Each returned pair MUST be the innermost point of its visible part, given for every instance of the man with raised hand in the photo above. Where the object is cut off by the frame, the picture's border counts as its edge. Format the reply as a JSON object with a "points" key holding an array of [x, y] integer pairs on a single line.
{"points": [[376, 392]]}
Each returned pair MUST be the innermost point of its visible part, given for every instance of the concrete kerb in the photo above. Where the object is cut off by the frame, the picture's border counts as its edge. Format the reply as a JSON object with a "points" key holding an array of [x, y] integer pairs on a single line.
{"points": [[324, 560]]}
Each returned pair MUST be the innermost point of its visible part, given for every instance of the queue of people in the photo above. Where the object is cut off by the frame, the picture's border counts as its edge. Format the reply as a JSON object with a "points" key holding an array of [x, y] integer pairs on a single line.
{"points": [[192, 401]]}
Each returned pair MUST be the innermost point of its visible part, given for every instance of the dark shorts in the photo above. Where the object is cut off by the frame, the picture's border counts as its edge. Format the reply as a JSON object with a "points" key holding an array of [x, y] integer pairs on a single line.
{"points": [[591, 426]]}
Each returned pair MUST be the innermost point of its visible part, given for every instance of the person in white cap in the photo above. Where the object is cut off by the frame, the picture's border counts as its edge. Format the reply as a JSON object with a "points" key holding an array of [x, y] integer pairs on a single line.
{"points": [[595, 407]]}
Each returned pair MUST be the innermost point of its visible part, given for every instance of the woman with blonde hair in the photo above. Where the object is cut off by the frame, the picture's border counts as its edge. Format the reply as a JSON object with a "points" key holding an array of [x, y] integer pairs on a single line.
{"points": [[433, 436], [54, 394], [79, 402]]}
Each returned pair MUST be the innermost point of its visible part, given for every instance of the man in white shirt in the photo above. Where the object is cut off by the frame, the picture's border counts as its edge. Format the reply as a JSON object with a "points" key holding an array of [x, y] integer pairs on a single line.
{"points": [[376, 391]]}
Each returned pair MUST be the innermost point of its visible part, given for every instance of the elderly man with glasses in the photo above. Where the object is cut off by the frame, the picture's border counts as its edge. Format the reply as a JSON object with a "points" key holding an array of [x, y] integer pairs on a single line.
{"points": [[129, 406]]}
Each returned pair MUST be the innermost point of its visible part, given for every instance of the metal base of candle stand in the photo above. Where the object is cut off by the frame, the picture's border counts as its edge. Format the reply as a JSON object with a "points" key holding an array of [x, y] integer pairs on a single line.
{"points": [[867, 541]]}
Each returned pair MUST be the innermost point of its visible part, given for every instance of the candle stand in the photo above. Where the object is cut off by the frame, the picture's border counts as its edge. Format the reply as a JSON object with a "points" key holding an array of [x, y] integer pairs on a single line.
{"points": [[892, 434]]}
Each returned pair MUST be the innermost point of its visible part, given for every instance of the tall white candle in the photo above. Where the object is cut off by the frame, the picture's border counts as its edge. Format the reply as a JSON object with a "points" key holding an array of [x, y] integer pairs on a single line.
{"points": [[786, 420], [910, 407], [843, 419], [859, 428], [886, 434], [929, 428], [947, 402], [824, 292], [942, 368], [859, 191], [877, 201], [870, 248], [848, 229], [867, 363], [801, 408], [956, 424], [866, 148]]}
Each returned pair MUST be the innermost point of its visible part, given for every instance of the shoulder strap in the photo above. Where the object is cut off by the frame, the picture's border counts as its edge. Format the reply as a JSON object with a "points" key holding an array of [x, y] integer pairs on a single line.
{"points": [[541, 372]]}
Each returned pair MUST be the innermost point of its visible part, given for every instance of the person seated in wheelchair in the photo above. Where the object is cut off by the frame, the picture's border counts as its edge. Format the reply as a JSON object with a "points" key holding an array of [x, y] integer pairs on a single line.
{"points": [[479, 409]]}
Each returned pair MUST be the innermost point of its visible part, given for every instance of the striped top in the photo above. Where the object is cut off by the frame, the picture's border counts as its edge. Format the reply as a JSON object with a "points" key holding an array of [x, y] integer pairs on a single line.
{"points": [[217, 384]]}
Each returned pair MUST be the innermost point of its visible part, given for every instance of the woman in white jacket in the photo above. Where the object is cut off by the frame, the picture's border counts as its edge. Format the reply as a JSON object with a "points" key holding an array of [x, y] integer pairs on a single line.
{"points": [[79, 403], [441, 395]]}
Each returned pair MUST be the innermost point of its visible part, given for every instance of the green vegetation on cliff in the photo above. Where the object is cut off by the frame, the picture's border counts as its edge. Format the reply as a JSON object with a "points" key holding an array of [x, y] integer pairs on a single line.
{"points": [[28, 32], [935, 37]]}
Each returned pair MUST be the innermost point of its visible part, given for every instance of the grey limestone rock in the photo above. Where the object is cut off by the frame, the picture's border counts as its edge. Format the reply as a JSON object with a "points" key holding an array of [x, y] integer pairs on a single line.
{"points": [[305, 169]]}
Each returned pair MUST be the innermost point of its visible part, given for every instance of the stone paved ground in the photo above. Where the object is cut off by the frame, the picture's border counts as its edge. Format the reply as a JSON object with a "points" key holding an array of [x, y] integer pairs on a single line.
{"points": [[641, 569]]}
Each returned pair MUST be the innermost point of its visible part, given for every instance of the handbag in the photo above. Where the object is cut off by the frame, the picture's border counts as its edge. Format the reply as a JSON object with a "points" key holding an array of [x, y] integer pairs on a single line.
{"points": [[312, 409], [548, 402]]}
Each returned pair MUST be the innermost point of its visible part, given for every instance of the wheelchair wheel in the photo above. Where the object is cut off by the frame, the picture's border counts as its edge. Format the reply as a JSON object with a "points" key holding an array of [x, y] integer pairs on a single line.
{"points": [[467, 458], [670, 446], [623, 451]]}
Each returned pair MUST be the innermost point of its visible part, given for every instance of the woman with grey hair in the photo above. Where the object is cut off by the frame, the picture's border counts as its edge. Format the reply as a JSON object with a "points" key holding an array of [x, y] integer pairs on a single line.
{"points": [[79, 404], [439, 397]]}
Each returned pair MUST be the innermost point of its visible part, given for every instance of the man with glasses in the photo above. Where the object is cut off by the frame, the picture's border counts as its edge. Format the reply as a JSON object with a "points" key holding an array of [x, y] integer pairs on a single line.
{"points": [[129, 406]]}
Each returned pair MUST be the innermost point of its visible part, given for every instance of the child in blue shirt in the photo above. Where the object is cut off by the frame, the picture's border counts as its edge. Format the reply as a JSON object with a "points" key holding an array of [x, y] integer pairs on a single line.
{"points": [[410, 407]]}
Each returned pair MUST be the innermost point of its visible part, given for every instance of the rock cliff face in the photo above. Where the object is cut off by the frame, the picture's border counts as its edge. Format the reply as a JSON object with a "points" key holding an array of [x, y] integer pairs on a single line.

******************************

**Required work:**
Copy each line of the material exactly as written.

**Answer space:**
Each returned pair MUST be the innermost point of its visible part, given for every instance of the man with raised hand in the photo above. Where the object is cut off by the frame, the picture's border counts as its edge. Format the reply as a JSON object with a "points" key holding an array of [x, y] integer pairs on a single line.
{"points": [[376, 392]]}
Each returned pair MUST be the innermost point of its visible part, given for every instance of the concrete kerb in the photo above. Where the object is cut off by the frame, the picture's border counts as its edge. Format the reply as a JSON object with a "points" key holding an array of [x, y] integer pairs on a single line.
{"points": [[324, 560]]}
Each returned pair MUST be the innermost point of its visible part, given for every instance of the queue of people in the photo above. Where the object is cut off by the frame, the picture's border counts as its edge. Format the reply as a JSON object with a "points" key holding an array of [x, y] integer pairs on a single line.
{"points": [[192, 401]]}
Each returned pair MUST be the innermost point of its visible part, given for every instance of the dark shorts in the photo above. Where the object is cut off by the frame, the picture's border counts as its edge. Format the reply as a JSON object with a "points" key holding an array of [x, y] integer pairs on a single line.
{"points": [[591, 426]]}
Each returned pair MUST be the innermost point of its visible part, given for every instance of the person in white cap in the photo above. Where the object is cut off by the frame, the picture's border counts as its edge. Format the reply as a JSON object with a "points" key holding an array of [x, y] integer pairs on a single line.
{"points": [[595, 407]]}
Each returned pair MUST be the innermost point of its visible part, given for every instance of the woman with blonde hair in the photo above. Where the object is cut off by the frame, the picture's border counts as its edge. Format the reply as a JSON object with a "points" key holding an array of [x, y] integer pairs on a single line.
{"points": [[433, 436], [54, 394], [79, 402]]}
Each returned pair MUST be the innermost point of its visible part, given for every instance of the man in white shirt in the photo above. Where the object is cut off by the frame, the picture's border counts as its edge. Format the reply as a JSON object with a "points" key holding an array of [x, y] integer pairs on a single line.
{"points": [[376, 391]]}
Each returned pair MUST be the innermost point of its visible part, given for every instance of the elderly man with glasses in the photo above. Where the object is cut off by the frame, the picture's border counts as its edge. Format the reply as a JSON object with a "points" key holding an array of [x, y] integer pairs on a single line.
{"points": [[129, 406]]}
Each returned pair MUST be the innermost point of its visible part, given for every instance of the metal base of candle stand in the photo above. Where the object is cut off by the frame, the picture's border counts as its edge. Format the reply as a JSON object with a "points" key holding an array of [x, y] integer pairs on a single line.
{"points": [[867, 541]]}
Each returned pair MUST be the innermost point of its visible part, given for every instance of the candle stand in the photo above. Where the object is cut off by the frame, the picture's border counts as its edge. Format the reply as a JSON object with a "points" key holding an array of [x, y] integer pairs on a single line.
{"points": [[892, 434]]}
Each returned pair MUST be the innermost point of its visible part, given for every instance of the tall white candle in the photo above. Where the object is cut off by the frame, the picture's border counts as its edge. Format the reply as a JSON object with a "points" key holding an array of [x, y] integer pairs on a single line.
{"points": [[786, 420], [910, 407], [843, 419], [859, 428], [886, 434], [929, 428], [947, 402], [824, 292], [942, 368], [859, 191], [877, 201], [870, 248], [848, 229], [867, 363], [801, 408], [956, 424], [866, 148]]}
Each returned pair MUST be the innermost point of its visible part, given for every instance of the shoulder strap in the photo above. Where the object is cut off by the frame, the picture's border counts as its edge. Format the reply as a JSON object with a "points" key holding an array of [x, y] integer pairs on a single line.
{"points": [[541, 372]]}
Each returned pair MUST be the innermost point of its visible part, given for every instance of the person seated in wheelchair in the photo above. Where the object is cut off by the frame, the picture's border counts as its edge. Format the reply as a JSON object with a "points" key holding an array of [x, y] integer pairs on a single line.
{"points": [[479, 409]]}
Each returned pair MUST be the innermost point of its visible part, given for every instance of the striped top in the photo above. Where the object is cut off by the frame, the picture's border counts as its edge. Format the reply as a JSON object with a "points" key holding an array of [x, y] integer pairs on a single line.
{"points": [[217, 384]]}
Each returned pair MUST be the innermost point of its visible part, given for every instance of the woman in white jacket in the photo above. Where the object is cut off by the frame, the picture's border counts as its edge. Format the reply as a JSON object with a "points" key holding an array of [x, y] integer pairs on a single line.
{"points": [[79, 403], [441, 395]]}
Each returned pair MUST be the innermost point of its visible part, given for every instance of the green vegetation on cliff in the photo above. Where the object is cut off by the frame, the picture's border counts as its edge. Format the reply as a JSON object with a "points" key holding an array of [x, y] integer pairs on a single line.
{"points": [[28, 32], [935, 37]]}
Each returned pair MUST be the innermost point of its visible part, given for every instance of the grey limestone rock in the photo above. Where the object is cut off by the frame, the picture's border counts as its edge. Format the reply as a JSON object with a "points" key holding an array of [x, y] integer pairs on a single line.
{"points": [[305, 169]]}
Each returned pair MUST be the innermost point of its visible part, given for every instance of the stone paved ground in the photo above. Where the object is cut off by the frame, the picture's border counts as its edge. Format the reply as a JSON object with a "points" key holding an array of [x, y] integer pairs on a single line.
{"points": [[641, 569]]}
Each returned pair MUST be the innermost point of its visible part, given for every instance of the handbag in the photo above. Where the object is cut off by the frame, the picture's border counts as its edge. Format the reply as a JSON object with a "points" key holding an array of [x, y] integer pairs on a single line.
{"points": [[312, 409], [548, 402]]}
Each returned pair MUST be the innermost point of its visible part, given for every instance of the wheelchair wheel in the photo above. Where the object is cut off by the frame, the picture's border counts as its edge. Format the reply as a JSON object with a "points" key holding an array of [x, y] integer pairs on a single line.
{"points": [[467, 458], [670, 446], [623, 451]]}
Each returned pair MUST be the innermost point of its visible part, given for every instance of the woman with grey hair in the photo above. Where the object is cut off by the frame, the picture's border counts as its edge. Format the reply as a JSON object with a "points" key holding an array of [x, y] integer pairs on a single line.
{"points": [[79, 404], [439, 397]]}
Each returned pair MUST be the innermost point of its visible part, given for every instance of the man with glasses in the photo above. Where the object is cut off by the frame, the picture's border counts as its edge. Format the reply as a JSON object with a "points" key holding an array of [x, y] integer pairs on a single line.
{"points": [[129, 406]]}
Each returned pair MUST be the innermost point of its visible part, given for every instance of the child in blue shirt in the photo above. Where the object is cut off by the frame, the picture's border counts as its edge. Format the reply as a JSON object with a "points" key holding an array of [x, y] integer pairs on a single line.
{"points": [[410, 407]]}
Each returned pair MUST be the innermost point of its visible part, given for every instance of the rock cliff face in the photo above. Where the object is cut off by the frame, the picture's border counts as its edge. Format the reply as a JSON object with a "points" key holding an array of [x, y] integer pairs on a single line.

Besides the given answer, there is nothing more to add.